TRECHO DO TEXTO:
Para conseguir bancar este custo de carrego elevado, o país precisa:
1. Crescer a ritmo de Índia/China por vários anos (aumentando significativamente a arrecadação de forma saudável, o que provocaria alívio fiscal).
2. Sufocar a demanda ou setor produtivo com aumento considerável de carga tributária.
3. Cortar gastos de uma forma nunca antes observada na história.
Caso não seja possível realizar algumas das três alternativas acima, não existe passe de mágica ou invenção (por enquanto) para fugir de um evento traumático no longo prazo. Ou iremos imprimir dinheiro para pagar a dívida (o que poderia resultar numa deterioração significativa de nossa moeda e disparada da inflação) ou iremos declarar default.
Dificuldades do Brasil
O Brasil não conseguiu alcançar o status de sustentabilidade da rolagem da dívida, como pode ser observado em diversos outros países desenvolvidos e emergentes que reduziram suas respectivas taxas básica de juros, pois o nosso custo de captação era muito alto e continua elevado em títulos de Índice de Preços e Prefixados mesmo com a queda da Selic para 3% ao ano.
Nesta última terça-feira, o secretário do Tesouro, Mansueto Almeida, afirmou que o país não tem dificuldade para se financiar com a venda de títulos públicos no mercado doméstico. Instituições financeiras, fundos de investimento e fundos de previdência realmente continuam sendo grandes compradores dos títulos do Tesouro Nacional. São os três principais players que permitem a rápida expansão do endividamento doméstico.
Problemas à vista?
Entretanto, caso estes players comecem a perceber aumento do risco da dívida interna, ou mesmo deterioração mais acentuada na moeda, o governo poderá sofrer não somente com a ausência de compradores fortes no mercado doméstico para os seus títulos, mas também com um movimento de realocação de capitais de investidores locais buscando lastro em ativos estrangeiros, atrelados a alguma moeda forte.
Operação bem mais facilitada hoje em dia em função da evolução das plataformas de investimento.
Este cenário precisa ser monitorado o tempo todo, a fim de ser evitado. O que ainda nos permite certa manutenção da ordem econômica e social é justamente a poupança interna lastreada nos títulos da dívida do governo.

TAREFAS DO EXERCÍCIO:
a - De acordo com o texto sobre a dívida brasileira, quem é o secretário do Tesouro citado?
b - Traduza para o inglês esta frase do texto sobre a dívida brasileira: "Este cenário precisa ser monitorado o tempo todo, a fim de ser evitado."
Os itens não são usados em nenhuma destas tarefas.

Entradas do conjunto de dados
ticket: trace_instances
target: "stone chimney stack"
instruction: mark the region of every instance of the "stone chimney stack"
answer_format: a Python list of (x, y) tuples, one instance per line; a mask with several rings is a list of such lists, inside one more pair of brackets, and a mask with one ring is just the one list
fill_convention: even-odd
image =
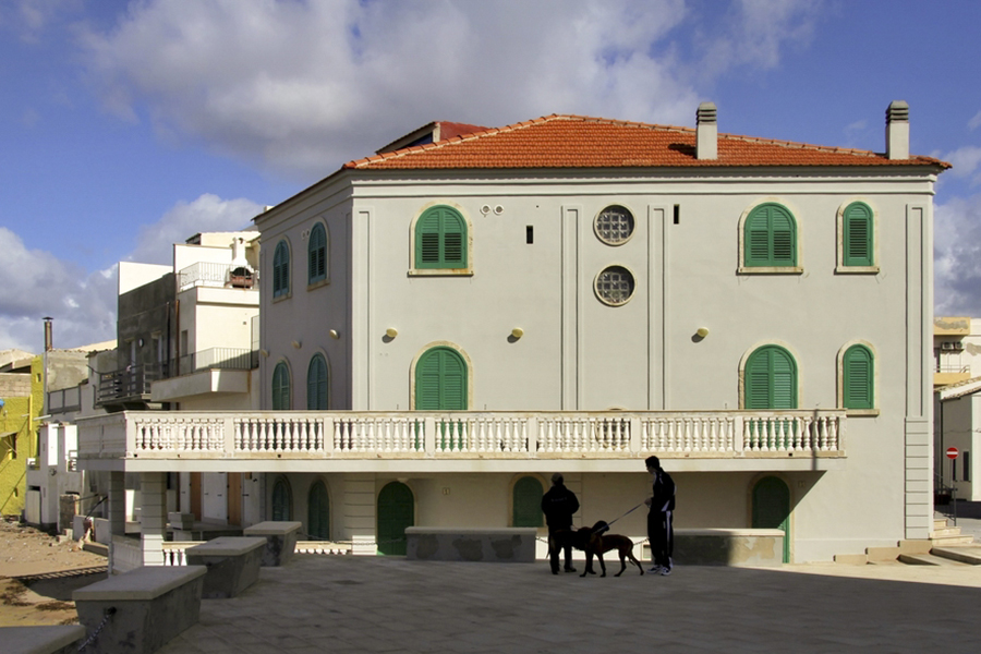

RESPOSTAS POR TAREFA:
a - Mansueto Almeida.

b - This scenario needs to be monitored at all times so that it can be avoided.